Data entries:
Begin
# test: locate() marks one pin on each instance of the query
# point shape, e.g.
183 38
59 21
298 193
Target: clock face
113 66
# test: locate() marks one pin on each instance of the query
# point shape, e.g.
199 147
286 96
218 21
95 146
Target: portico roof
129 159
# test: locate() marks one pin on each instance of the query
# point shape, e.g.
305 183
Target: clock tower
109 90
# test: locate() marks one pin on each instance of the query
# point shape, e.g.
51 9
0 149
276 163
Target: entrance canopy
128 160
End
Begin
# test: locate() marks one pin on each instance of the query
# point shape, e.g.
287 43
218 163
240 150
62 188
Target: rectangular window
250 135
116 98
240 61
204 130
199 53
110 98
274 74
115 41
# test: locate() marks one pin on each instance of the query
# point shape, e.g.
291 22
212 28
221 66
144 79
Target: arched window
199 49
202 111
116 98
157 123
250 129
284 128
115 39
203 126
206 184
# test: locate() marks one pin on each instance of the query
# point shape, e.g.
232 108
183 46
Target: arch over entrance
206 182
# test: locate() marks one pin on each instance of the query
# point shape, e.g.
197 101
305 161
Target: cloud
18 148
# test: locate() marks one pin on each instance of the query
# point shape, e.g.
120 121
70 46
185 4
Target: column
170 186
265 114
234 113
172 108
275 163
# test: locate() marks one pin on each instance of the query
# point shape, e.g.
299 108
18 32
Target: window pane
End
Task to carry out. Return every line in the data entries above that contains the word "Target", matching case exactly.

Complete response.
Target: clock face
Target: portico roof
Target: clock tower
Target: entrance canopy
Target: rectangular window
Target: arched window
Target: arch over entrance
Target: cloud
Target: column
Target: window pane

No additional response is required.